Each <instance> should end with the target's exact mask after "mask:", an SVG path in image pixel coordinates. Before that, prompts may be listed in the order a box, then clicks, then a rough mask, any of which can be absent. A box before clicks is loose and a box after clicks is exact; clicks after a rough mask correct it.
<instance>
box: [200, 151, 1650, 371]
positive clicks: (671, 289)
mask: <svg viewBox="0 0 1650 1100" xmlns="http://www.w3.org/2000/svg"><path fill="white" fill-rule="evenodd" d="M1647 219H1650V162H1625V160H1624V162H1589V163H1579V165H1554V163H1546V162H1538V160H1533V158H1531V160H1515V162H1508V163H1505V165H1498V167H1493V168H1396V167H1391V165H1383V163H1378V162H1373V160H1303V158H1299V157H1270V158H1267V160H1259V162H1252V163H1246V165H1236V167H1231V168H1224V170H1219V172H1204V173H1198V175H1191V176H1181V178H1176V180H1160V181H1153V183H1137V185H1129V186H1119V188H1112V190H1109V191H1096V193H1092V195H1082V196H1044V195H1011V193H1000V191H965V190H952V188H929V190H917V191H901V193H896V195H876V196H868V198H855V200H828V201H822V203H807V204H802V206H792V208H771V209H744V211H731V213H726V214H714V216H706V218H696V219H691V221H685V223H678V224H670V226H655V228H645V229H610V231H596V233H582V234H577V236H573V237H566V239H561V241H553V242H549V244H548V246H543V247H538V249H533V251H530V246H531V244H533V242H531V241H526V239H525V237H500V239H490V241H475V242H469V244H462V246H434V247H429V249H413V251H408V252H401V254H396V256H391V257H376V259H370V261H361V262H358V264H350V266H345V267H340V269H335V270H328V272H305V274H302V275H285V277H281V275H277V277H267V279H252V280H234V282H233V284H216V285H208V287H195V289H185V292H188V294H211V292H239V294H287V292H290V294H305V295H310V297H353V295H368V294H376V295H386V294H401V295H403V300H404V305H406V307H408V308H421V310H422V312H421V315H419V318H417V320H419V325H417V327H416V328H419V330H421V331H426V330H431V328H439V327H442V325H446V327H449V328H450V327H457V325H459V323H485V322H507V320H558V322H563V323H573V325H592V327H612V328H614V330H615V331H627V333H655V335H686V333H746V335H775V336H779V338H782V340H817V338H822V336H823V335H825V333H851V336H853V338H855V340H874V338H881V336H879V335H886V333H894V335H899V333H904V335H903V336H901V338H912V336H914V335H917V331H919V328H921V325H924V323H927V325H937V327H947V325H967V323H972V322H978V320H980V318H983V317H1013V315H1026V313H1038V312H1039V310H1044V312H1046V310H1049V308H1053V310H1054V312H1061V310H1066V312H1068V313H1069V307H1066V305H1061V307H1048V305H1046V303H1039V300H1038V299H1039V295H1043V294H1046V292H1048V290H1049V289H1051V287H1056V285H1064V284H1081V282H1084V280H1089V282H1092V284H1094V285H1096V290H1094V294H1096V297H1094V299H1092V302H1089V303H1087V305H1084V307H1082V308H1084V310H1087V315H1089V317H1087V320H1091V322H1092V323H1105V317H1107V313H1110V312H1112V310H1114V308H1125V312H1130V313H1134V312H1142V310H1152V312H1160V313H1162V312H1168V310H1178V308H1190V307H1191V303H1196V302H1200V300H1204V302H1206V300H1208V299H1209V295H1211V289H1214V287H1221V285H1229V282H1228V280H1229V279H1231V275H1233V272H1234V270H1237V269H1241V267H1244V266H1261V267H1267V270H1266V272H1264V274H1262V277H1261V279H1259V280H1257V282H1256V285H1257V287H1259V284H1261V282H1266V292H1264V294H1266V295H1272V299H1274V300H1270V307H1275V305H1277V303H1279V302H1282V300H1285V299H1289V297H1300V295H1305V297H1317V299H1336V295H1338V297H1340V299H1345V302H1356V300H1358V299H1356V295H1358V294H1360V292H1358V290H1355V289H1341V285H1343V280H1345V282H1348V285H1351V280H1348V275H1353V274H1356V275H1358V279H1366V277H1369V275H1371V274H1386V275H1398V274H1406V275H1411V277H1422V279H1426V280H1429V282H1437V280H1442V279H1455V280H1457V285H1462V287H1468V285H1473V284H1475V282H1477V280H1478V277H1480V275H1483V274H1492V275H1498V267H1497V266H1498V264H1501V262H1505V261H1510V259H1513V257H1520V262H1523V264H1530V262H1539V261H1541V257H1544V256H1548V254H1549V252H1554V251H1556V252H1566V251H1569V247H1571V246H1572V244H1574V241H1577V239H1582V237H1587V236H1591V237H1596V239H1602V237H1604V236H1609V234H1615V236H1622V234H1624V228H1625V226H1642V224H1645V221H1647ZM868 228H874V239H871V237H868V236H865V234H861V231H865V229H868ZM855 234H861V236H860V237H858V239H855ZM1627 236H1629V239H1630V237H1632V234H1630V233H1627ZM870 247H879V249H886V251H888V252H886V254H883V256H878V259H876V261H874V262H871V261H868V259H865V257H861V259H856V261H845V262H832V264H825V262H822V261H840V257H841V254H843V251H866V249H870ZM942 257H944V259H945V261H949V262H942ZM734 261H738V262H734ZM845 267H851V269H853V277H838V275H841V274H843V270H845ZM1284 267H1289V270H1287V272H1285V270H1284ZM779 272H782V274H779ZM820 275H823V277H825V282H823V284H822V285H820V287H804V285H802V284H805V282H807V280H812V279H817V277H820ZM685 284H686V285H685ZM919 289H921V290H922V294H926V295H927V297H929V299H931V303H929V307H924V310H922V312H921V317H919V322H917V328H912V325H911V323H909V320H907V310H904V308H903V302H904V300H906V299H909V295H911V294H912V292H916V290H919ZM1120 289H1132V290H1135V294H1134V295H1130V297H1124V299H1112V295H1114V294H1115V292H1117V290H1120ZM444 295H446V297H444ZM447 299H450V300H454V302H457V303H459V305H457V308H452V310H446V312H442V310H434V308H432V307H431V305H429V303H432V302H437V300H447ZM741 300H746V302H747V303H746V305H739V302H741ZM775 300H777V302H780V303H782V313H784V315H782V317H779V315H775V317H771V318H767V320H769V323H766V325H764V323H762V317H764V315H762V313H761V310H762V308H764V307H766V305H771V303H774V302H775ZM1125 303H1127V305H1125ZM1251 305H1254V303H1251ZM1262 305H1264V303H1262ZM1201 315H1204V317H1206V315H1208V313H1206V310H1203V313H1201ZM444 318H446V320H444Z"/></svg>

■ ■ ■ ■ ■ ■ ■

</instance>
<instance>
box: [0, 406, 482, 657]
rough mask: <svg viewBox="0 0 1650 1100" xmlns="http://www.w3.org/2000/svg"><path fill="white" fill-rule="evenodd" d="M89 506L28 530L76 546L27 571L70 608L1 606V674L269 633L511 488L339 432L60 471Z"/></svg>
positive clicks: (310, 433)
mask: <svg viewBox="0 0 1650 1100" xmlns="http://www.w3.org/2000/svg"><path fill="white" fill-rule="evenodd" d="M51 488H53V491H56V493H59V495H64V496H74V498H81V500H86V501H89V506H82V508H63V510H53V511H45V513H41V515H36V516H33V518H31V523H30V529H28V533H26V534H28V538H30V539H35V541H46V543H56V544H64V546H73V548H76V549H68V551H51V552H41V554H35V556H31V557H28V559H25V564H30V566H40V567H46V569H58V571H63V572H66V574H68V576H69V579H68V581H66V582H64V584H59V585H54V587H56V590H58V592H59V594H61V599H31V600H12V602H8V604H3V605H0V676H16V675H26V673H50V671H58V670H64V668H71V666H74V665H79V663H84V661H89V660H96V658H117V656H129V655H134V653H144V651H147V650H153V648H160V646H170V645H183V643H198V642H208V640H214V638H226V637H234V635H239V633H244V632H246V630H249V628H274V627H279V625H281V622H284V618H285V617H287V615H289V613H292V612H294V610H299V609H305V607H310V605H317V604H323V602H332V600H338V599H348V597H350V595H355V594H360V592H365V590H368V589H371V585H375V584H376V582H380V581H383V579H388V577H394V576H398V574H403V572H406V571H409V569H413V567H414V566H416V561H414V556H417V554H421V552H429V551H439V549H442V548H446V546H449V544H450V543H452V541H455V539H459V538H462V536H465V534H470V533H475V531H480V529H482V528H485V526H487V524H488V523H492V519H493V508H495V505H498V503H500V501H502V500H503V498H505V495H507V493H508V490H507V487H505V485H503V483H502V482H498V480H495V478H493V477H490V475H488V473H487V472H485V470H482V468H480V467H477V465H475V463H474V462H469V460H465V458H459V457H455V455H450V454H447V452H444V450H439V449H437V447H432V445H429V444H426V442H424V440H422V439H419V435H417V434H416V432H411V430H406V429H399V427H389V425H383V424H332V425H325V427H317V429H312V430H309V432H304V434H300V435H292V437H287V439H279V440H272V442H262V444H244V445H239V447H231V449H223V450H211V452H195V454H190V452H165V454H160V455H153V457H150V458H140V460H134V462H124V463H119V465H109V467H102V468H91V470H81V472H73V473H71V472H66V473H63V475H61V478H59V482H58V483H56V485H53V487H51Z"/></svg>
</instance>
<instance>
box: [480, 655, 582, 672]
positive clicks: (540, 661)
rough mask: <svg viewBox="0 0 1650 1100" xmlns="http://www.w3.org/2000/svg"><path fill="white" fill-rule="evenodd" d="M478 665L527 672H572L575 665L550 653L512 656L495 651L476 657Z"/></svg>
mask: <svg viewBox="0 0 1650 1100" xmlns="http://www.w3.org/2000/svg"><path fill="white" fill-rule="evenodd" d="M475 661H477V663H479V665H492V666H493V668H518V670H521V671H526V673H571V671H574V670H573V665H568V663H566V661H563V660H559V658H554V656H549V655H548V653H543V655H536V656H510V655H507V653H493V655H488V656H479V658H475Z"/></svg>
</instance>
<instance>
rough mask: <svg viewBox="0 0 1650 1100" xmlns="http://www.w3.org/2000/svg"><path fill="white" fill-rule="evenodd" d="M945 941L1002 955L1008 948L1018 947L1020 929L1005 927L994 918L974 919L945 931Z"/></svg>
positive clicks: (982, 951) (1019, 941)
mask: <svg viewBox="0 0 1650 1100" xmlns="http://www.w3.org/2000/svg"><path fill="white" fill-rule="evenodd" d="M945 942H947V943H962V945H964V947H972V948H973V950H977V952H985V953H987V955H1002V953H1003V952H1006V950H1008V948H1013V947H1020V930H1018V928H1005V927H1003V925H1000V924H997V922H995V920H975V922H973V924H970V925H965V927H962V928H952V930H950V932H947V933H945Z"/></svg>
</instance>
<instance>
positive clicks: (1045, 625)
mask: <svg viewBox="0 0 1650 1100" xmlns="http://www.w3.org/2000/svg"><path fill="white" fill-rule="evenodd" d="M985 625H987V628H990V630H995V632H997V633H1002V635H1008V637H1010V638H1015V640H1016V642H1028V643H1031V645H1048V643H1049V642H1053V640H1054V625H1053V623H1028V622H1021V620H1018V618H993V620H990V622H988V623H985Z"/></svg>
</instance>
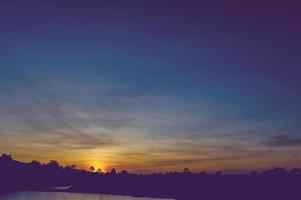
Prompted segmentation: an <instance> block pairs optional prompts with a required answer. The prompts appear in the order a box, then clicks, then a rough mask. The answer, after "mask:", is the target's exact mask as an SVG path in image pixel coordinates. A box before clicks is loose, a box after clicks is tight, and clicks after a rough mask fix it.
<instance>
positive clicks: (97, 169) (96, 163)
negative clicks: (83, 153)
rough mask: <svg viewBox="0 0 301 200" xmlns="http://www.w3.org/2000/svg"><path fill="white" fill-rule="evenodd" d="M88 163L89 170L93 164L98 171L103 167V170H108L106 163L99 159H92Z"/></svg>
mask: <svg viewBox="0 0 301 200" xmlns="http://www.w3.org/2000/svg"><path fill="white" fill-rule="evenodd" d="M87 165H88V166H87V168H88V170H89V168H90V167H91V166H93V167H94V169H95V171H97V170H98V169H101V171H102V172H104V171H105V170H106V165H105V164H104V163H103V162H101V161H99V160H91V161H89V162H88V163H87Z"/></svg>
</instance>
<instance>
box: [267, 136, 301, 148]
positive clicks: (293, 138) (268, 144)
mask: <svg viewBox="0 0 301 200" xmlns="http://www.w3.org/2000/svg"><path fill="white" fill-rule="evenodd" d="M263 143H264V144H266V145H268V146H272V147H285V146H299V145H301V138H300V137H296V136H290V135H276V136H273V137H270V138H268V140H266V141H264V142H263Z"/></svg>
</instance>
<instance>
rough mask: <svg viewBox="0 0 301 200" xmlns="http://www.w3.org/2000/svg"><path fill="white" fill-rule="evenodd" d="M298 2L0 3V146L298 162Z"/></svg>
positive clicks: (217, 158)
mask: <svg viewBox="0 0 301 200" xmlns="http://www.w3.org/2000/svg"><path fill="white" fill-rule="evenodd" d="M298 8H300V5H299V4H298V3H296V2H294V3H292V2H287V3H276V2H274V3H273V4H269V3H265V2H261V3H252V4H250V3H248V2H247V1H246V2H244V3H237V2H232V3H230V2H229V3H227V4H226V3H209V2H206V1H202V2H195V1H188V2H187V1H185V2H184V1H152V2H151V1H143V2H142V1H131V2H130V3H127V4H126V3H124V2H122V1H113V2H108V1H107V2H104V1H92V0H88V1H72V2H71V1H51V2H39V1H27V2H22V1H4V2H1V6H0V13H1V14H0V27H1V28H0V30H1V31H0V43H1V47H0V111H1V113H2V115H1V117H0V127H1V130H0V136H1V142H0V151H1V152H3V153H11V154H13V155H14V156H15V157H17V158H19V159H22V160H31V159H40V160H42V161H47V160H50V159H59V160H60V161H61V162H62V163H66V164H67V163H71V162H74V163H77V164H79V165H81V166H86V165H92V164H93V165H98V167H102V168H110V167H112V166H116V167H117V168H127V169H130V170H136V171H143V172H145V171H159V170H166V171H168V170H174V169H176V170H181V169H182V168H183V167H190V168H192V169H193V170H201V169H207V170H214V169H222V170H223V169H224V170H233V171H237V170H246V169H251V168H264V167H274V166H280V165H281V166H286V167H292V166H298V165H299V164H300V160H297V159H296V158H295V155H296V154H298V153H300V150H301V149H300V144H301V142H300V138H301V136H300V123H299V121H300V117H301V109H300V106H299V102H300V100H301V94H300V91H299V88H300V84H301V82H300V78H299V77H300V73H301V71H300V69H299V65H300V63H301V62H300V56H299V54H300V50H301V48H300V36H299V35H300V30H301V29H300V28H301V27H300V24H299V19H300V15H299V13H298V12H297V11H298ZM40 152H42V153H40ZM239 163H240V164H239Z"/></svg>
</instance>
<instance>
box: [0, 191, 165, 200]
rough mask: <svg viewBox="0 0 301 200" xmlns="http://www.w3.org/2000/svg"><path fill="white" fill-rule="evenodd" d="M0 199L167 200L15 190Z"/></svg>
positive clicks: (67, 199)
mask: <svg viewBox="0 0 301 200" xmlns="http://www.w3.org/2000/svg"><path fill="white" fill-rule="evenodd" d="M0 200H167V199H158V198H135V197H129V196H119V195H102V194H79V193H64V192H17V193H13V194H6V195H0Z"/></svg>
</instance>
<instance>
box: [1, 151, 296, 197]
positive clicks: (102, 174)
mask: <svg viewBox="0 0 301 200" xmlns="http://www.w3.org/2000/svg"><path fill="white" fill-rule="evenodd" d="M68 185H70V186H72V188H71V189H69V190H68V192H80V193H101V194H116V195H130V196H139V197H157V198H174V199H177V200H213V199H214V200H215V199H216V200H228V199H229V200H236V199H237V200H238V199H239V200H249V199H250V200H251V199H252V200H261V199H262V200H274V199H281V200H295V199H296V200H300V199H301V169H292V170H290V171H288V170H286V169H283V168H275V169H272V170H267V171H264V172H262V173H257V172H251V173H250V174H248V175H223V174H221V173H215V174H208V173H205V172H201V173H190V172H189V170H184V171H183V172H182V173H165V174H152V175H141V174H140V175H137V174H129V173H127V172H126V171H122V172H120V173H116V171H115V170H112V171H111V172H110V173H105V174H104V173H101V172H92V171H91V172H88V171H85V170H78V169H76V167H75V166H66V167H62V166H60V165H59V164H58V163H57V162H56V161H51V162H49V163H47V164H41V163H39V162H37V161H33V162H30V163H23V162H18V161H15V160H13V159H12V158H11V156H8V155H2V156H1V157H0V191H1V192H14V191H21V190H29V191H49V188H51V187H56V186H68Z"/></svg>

■ ■ ■ ■ ■ ■ ■

*Action item*. The answer must consist of each line in the entries above that includes "after".

*Your response*.
Each <instance> should end with the target's exact mask after "mask:", an SVG path in image pixel coordinates. Before that, prompts may be listed in the order a box, then clicks, then a rough mask, any of which can be absent. A box before clicks is loose and a box after clicks is exact; clicks after a rough mask correct it.
Prompted segmentation: an <instance> block pairs optional prompts with a required answer. The prompts appear in the order a box, then clicks, then a rough mask. The answer, after "mask:", is the target's exact mask as an SVG path in image pixel coordinates. A box before clicks is loose, a box after clicks is tight, and clicks after a rough mask fix it.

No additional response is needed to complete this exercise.